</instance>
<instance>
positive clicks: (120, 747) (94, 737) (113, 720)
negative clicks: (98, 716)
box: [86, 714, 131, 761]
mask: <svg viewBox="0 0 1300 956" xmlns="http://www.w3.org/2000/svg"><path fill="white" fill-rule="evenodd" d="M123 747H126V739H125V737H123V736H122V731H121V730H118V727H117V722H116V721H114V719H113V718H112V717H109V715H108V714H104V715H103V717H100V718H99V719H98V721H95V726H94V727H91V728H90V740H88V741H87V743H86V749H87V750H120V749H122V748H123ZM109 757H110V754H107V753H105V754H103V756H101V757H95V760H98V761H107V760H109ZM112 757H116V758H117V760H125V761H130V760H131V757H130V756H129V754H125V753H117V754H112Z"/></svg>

• **Task to carry out**
Give back the whole listing above, identical in every line.

• **Your solution**
</instance>
<instance>
positive clicks: (120, 747) (94, 737) (113, 720)
negative clicks: (98, 716)
box: [86, 714, 131, 761]
mask: <svg viewBox="0 0 1300 956" xmlns="http://www.w3.org/2000/svg"><path fill="white" fill-rule="evenodd" d="M123 747H126V739H125V737H123V736H122V731H121V730H118V727H117V722H116V721H114V719H113V718H112V717H109V715H108V714H104V715H103V717H100V718H99V719H98V721H95V726H94V727H91V728H90V740H88V741H87V743H86V749H87V750H120V749H122V748H123ZM109 757H110V754H107V753H105V754H103V756H101V757H95V760H98V761H107V760H109ZM112 757H116V758H117V760H125V761H130V760H131V757H130V756H129V754H125V753H117V754H112Z"/></svg>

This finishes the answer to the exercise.